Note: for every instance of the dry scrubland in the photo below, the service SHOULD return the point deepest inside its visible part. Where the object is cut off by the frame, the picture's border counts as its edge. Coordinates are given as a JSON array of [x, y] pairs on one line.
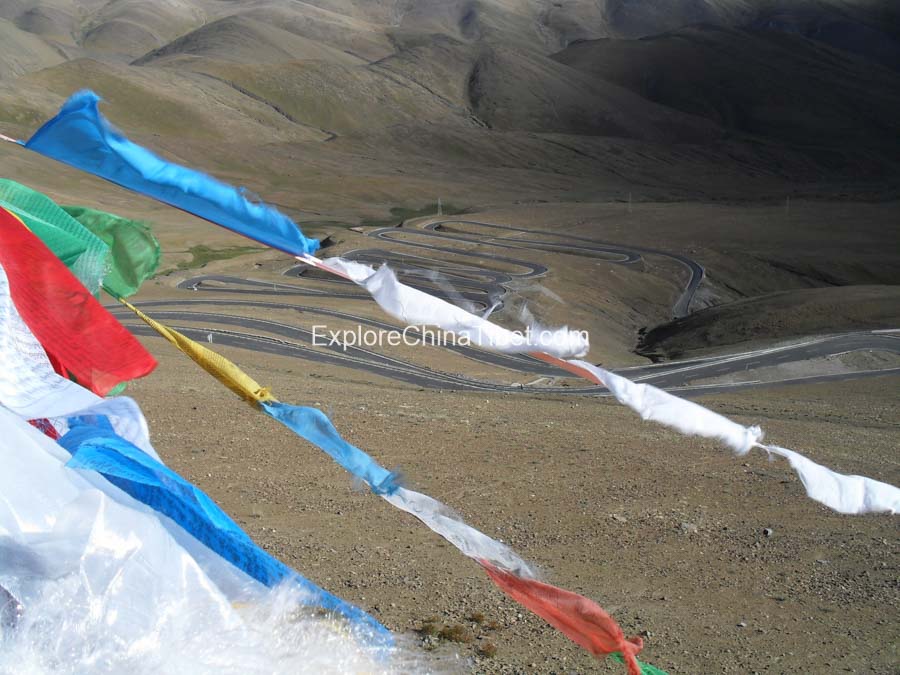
[[761, 141]]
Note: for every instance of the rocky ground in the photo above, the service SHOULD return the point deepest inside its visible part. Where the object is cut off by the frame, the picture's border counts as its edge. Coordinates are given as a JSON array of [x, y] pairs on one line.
[[720, 562]]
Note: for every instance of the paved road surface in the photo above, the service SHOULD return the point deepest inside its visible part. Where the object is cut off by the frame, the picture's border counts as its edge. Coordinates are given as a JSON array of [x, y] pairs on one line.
[[473, 285]]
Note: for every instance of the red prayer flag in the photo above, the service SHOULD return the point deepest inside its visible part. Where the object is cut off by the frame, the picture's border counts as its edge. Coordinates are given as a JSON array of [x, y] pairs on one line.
[[73, 327], [581, 620]]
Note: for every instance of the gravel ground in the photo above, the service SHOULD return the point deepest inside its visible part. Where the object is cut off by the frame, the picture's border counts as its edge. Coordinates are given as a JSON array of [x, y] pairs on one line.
[[721, 563]]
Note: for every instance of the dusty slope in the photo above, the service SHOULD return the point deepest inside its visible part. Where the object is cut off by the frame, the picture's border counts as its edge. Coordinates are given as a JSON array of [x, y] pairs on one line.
[[788, 314], [796, 92], [667, 533]]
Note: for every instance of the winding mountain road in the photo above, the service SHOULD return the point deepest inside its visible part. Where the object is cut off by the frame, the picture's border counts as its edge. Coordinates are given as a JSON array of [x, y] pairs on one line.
[[475, 287]]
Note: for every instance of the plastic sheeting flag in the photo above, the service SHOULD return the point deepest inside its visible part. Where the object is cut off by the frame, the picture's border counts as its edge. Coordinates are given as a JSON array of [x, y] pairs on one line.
[[134, 251], [81, 137], [577, 617], [96, 447]]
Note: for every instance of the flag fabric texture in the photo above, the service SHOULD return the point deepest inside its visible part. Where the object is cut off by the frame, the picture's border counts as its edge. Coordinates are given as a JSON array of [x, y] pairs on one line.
[[133, 250], [577, 617], [80, 136], [844, 494], [75, 330], [103, 582], [95, 446]]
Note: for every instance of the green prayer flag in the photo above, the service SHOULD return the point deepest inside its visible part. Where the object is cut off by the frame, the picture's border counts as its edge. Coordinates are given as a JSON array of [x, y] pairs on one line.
[[135, 251]]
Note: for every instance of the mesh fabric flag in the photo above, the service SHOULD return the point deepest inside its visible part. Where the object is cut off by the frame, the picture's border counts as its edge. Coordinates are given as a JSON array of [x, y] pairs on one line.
[[82, 337], [134, 250], [81, 137], [81, 251]]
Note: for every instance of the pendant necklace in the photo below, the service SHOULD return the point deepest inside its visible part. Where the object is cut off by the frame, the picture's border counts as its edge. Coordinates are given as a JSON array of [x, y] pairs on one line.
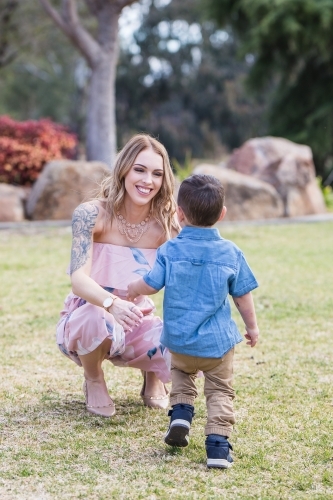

----

(Requirements) Switch "SHOULD" to "MUST" throughout all of the records above and reproduce them with everything else unchanged. Leave the pictures out of your answer.

(Response)
Note: for every instance of the dry scrubland in the photo below, the service MUST return the point deepest inside its visible part. Where the object is cut off by the frame, the picture's border counts as its edge. Coordinates are given as a JSON array of [x, y] pairs on one line.
[[761, 141]]
Note: for every instance of the rocky ground in the photo above, the service MUST return the point deepest inside its visible part. Where the object is cut off by the frame, the picture's border counts as its edge. Coordinates are given as a JSON array of [x, y] pairs on one line.
[[720, 562]]
Note: for every instance of the paved road surface in the photo above, the service MUST return the point deepest inside its visible part. Where the object is cut off by the frame, the picture's border counts as its edge. Coordinates are given as a JSON array of [x, y] pairs on one line.
[[473, 285]]
Note: for every instance of the red prayer flag in the photo above, the service MUST return the point deepest inside its visible part. Where the object is cut off by the frame, the picture's border counts as its edge. Coordinates are given as a JSON array of [x, y] pairs on one line.
[[73, 327], [581, 620]]
Note: for every instance of the gravel ground in the photo above, the service MUST return the point deepest inside its visible part. Where the object is cut off by the frame, the picture's border counts as its edge. Coordinates are given as a JSON array of [x, y] pairs on one line.
[[721, 563]]
Note: for every instance of the dusty slope in the photo above, the service MUST return the point deepest inside its visible part. Where the object is cut off by the frame, the picture's border counts as its edge. Coordinates are given as a JSON array of [x, y] pairs on one line.
[[788, 314], [796, 92], [667, 533]]
Note: for every instance of the winding mountain road in the photo above, the service MUST return the point deepest inside its visible part. Where the object is cut off by the frame, the picture's border counts as its edge. Coordinates are given as a JSON array of [x, y] pairs on one line.
[[475, 287]]
Note: for every instance of the plastic sheeting flag in the photo above, the service MUST return the point deepest inside its visible part. Where the object is cut off by the frame, the picture's border counts as its edge. Coordinates are given as a JSON array of [x, y] pairs on one line.
[[134, 251], [81, 137], [577, 617], [96, 447]]
Note: for every instance of the flag fabric texture in the photo above, the service MUST return the point deepest inside its visible part. Where the object is cut off by the frame, the picture's border counts as its edge. Coordinates are given as a JSON array of [x, y] pairs on one line.
[[133, 250], [577, 617], [80, 136], [844, 494], [75, 330], [103, 582], [95, 446]]
Note: for every instance of the green prayer flag in the photo above, the service MUST return the point deepest inside its visible part. Where the object is cut off by the frame, the picture's border counts as its edge. Coordinates are given as a JSON array of [x, y] pairs on one line.
[[135, 251]]
Note: for every instance of the mesh fabric flag in the photo above, the service MUST return the point deepest inside its visible part. Where the object is cut off by the frame, the picture's border counts as its edge. Coordinates are given as a JSON array of [x, y] pairs on one line.
[[82, 337], [134, 250], [81, 137], [81, 251]]
Note: for every instance of the pendant necklace in the photo below, the service MUST return the point deepest inside its visible part. Where the object is cut off by the frame, the picture's border counts as its edge. Coordinates are given as a JSON array of [x, y] pairs on one line.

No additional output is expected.